(Quoted passage):
---+---

For a filter $F$ in a boolean algebra $B$, they define
$$ x \sim_F y \text{ iff for some } f\in F, x \wedge f = y \wedge f$$
They go on to prove that this is a equivalence relation and then define the quotient algebra $B/F$ where $\wedge, \vee, *$ applied to the equivalence classes are just the same operators applied to any two representative elements.
My question is, why is this the definition for $B/F$? Clearly any equivalence relation will allow a forming a quotient algebra, and there many equivalences relations on $B$; and though I can't think of any non-trivial one, there are probably some other equivalence relations on $B$ that "depend" somehow on $F$.

---+---

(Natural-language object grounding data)

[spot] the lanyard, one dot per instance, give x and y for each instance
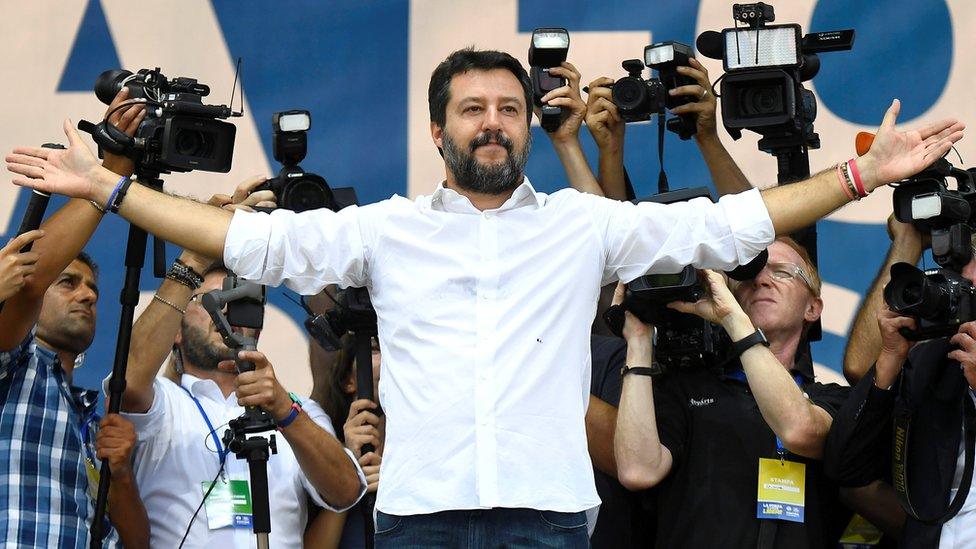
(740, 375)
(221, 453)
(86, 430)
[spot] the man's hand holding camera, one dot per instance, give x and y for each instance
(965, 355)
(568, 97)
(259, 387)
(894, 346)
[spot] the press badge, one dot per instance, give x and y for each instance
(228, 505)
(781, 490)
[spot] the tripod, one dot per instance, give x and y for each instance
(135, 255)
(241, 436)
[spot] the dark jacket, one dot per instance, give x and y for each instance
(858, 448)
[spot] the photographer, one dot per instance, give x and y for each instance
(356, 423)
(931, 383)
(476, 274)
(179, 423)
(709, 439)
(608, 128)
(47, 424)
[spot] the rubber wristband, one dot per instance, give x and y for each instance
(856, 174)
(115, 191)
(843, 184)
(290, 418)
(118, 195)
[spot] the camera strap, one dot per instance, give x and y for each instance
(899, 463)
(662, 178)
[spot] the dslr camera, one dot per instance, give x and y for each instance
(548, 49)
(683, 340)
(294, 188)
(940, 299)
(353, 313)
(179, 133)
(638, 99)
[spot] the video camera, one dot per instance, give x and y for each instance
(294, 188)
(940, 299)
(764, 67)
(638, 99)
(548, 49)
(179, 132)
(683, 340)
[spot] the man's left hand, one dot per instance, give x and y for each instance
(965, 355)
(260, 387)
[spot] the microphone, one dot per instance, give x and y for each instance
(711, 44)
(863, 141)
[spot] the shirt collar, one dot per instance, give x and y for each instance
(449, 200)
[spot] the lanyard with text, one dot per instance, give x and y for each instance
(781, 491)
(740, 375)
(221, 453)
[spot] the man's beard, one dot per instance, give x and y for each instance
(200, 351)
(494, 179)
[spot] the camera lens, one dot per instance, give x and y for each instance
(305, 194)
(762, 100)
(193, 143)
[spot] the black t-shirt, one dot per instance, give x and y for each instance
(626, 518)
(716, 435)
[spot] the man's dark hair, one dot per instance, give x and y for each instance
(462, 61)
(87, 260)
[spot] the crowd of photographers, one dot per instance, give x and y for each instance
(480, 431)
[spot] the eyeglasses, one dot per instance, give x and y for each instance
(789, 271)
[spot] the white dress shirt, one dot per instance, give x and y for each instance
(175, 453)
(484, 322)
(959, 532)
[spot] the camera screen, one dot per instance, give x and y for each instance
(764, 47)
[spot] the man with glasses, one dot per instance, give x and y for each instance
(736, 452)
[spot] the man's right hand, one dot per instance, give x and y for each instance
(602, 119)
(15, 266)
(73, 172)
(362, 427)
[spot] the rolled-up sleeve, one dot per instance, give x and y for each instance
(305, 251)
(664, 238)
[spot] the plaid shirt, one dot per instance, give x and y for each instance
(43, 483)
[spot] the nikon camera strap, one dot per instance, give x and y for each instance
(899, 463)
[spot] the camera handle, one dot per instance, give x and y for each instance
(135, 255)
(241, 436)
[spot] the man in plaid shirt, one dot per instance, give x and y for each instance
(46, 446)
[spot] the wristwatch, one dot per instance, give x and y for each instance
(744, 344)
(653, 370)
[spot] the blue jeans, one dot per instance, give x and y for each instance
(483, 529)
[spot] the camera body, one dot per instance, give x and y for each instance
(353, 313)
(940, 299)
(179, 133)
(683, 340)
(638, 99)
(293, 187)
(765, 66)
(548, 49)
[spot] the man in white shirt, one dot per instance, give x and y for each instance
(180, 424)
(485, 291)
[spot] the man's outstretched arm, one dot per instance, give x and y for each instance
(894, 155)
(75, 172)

---+---

(Tasks and exercises):
A: Answer these questions about the post:
(i) When does x ~_F y hold?
(ii) Which three operators are applied to the equivalence classes in the quotient algebra B/F?
(iii) According to the asker, what will any equivalence relation allow?
B: Reproduce the post's text from "For a filter" to "two representative elements.".
The rows have no connection to the post.

(Task solutions):
A:
(i) When, for some f in F, x ∧ f = y ∧ f.
(ii) ∧, ∨ and *.
(iii) Forming a quotient algebra.

B:
For a filter $F$ in a boolean algebra $B$, they define
$$ x \sim_F y \text{ iff for some } f\in F, x \wedge f = y \wedge f$$
They go on to prove that this is a equivalence relation and then define the quotient algebra $B/F$ where $\wedge, \vee, *$ applied to the equivalence classes are just the same operators applied to any two representative elements.